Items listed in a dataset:
[Start of Attachment]

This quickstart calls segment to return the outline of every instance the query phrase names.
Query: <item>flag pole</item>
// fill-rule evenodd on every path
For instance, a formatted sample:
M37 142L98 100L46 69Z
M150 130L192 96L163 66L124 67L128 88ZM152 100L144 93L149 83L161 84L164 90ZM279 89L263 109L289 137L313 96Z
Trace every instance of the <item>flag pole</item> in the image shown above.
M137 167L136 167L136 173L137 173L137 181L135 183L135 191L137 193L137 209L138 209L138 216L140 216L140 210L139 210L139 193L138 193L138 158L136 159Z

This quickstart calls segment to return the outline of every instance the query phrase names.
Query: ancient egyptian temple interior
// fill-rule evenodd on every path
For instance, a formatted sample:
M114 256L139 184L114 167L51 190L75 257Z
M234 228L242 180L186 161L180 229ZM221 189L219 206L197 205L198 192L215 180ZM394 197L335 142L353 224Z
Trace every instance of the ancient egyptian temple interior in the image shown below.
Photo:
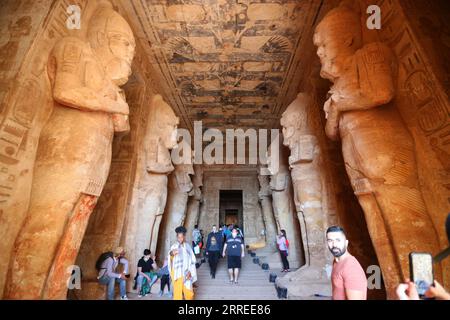
M449 247L449 58L448 0L2 0L0 298L105 299L121 247L138 299L144 249L233 224L240 299L331 299L333 225L396 299ZM237 288L220 260L196 299Z

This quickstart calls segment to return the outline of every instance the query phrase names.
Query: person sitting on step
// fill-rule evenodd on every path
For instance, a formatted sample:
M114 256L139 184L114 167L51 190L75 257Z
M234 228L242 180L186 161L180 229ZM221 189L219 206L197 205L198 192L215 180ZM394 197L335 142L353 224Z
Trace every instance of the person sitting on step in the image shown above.
M158 269L155 263L155 256L151 256L149 249L144 250L144 256L139 259L137 265L137 291L138 297L145 297L152 293L152 286L158 280L158 275L154 270Z

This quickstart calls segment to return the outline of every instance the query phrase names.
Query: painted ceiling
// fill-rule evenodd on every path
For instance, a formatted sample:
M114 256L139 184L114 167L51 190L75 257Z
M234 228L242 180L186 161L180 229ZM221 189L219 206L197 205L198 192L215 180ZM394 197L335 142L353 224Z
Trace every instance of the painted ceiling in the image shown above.
M317 0L134 0L127 5L189 129L272 128L311 54Z

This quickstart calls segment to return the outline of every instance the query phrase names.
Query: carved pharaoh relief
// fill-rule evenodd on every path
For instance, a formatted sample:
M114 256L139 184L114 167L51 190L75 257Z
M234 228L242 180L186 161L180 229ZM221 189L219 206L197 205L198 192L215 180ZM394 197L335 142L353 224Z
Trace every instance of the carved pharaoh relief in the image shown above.
M65 297L65 272L75 262L78 235L109 173L114 131L127 128L129 109L120 86L131 74L134 52L130 26L106 2L96 7L86 38L63 37L53 47L47 71L54 107L39 139L7 296Z
M320 74L333 83L324 105L325 131L341 139L346 171L392 295L407 277L409 252L439 251L420 189L414 140L392 102L396 57L382 42L363 43L360 14L346 2L318 24L314 44ZM414 94L425 91L421 87Z

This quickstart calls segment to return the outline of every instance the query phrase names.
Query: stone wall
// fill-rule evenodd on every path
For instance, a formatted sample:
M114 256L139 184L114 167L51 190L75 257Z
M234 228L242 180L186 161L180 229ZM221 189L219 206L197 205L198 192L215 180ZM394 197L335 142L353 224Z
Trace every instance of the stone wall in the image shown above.
M236 167L234 169L229 167L225 172L210 167L204 167L204 202L199 217L199 228L206 233L213 224L224 223L219 221L220 190L242 190L245 242L251 245L261 241L260 232L264 229L264 222L258 203L259 184L256 168L239 170Z
M111 169L105 188L89 220L77 265L83 272L82 291L79 298L97 298L97 271L95 261L105 251L113 251L123 244L121 236L130 211L129 204L136 173L142 166L138 159L147 125L149 104L155 95L154 83L146 78L148 73L145 57L138 48L133 61L133 76L124 86L130 106L130 132L116 135L113 143ZM94 290L93 290L94 289Z
M69 4L88 20L93 6L87 1L7 0L0 8L0 297L27 213L39 134L53 106L48 56L59 39L84 32L67 29Z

[End of Attachment]

The entries above are to be repeated exactly, except for any pictures.

This quickstart calls segment to return the outline of every instance the query phrase names.
Query: <item>flag pole</item>
// fill-rule evenodd on every path
For instance, a formatted sample:
M37 142L98 100L46 69Z
M150 130L192 96L163 66L124 67L128 88ZM152 100L144 93L149 83L161 84L164 90ZM279 89L263 109L289 137L313 96Z
Trace every instance of the <item>flag pole</item> in the image shown above.
M137 167L136 167L136 173L137 173L137 181L135 183L135 191L137 193L137 209L138 209L138 216L140 216L140 210L139 210L139 193L138 193L138 158L136 159Z

This quickstart calls segment to return the outline of every instance the query phrase names.
Query: ancient egyptian temple interior
// fill-rule evenodd on every path
For instance, a formatted sample:
M114 256L139 184L114 167L51 190L75 257Z
M234 228L242 180L186 161L180 229ZM221 189L219 206L197 205L198 192L215 180ZM394 197L335 142L353 224Z
Trace every instance of the ancient egyptian temple interior in the image shown below.
Photo:
M449 247L449 58L448 0L2 0L0 298L105 299L121 247L138 299L144 249L233 224L240 299L331 299L333 225L396 299ZM237 288L220 260L196 299Z

This quickstart calls segment to return the outline of every instance the query phrase names.
Query: person sitting on step
// fill-rule evenodd on every path
For instance, a formatted sample:
M114 256L139 184L114 167L51 190L75 257Z
M234 228L242 180L186 161L180 229ZM221 189L219 206L197 205L198 192L215 180ZM394 197L335 142L353 224Z
Trace every instance of the person sitting on step in the image shown above.
M158 269L155 263L155 256L151 256L149 249L144 250L144 256L139 259L137 265L137 291L138 297L145 297L152 293L152 286L158 280L158 275L154 270Z

This quickstart calls segment to return the outline of every instance the query phrase names.
Query: painted ceiling
// fill-rule evenodd on every path
For instance, a formatted sample:
M114 256L139 184L114 167L51 190L75 257Z
M234 228L242 180L186 161L180 229ZM221 189L219 206L197 205L198 192L215 180ZM394 197L335 142L353 224Z
Trace every instance of the painted ceiling in the image shown above.
M317 0L134 0L127 5L189 129L272 128L311 54Z

This quickstart calls segment to return the outline of every instance the query phrase names.
Query: carved pharaoh relief
// fill-rule evenodd on every path
For instance, a formatted sample:
M114 256L139 184L114 167L51 190L75 257Z
M234 228L242 180L186 161L180 229ZM221 189L219 206L197 205L198 192L215 180ZM394 197L335 142L353 224Z
Trace every instance of the carved pharaoh relief in the image shown above.
M65 297L65 272L75 262L78 235L109 173L114 131L127 128L129 109L120 86L131 74L134 52L130 26L106 2L96 7L86 38L63 37L53 47L47 71L54 107L39 139L7 296Z
M320 74L333 83L324 105L325 131L341 139L346 171L392 295L407 277L409 252L439 251L420 189L414 140L392 102L396 57L382 42L363 43L360 14L346 2L318 24L314 44ZM414 94L425 91L421 87Z

This quickstart calls segment to return the outline of every instance the query phrase names.
Query: stone wall
// fill-rule evenodd on every path
For instance, a formatted sample:
M114 256L139 184L114 167L51 190L75 257Z
M234 228L242 180L186 161L180 229ZM221 189L219 206L197 205L198 192L215 180ZM394 197L335 142L353 224Z
Trace every instance of the stone wall in the image shown above.
M236 167L234 169L229 167L225 172L210 167L204 167L204 202L199 217L199 228L206 233L213 224L224 223L219 221L220 190L242 190L245 242L251 245L261 241L260 232L264 229L264 222L258 203L259 184L256 168L239 170Z
M111 169L105 188L89 220L77 265L83 272L82 291L79 298L97 298L97 271L95 261L105 251L113 251L123 244L121 236L130 211L129 204L136 173L142 166L138 159L147 125L149 104L155 95L154 83L146 78L148 73L145 57L138 48L133 61L133 76L124 86L130 106L130 132L116 135L113 143ZM94 290L93 290L94 289Z
M69 4L88 20L93 6L87 1L7 0L0 8L0 297L27 213L39 134L53 106L48 56L59 39L84 32L67 29Z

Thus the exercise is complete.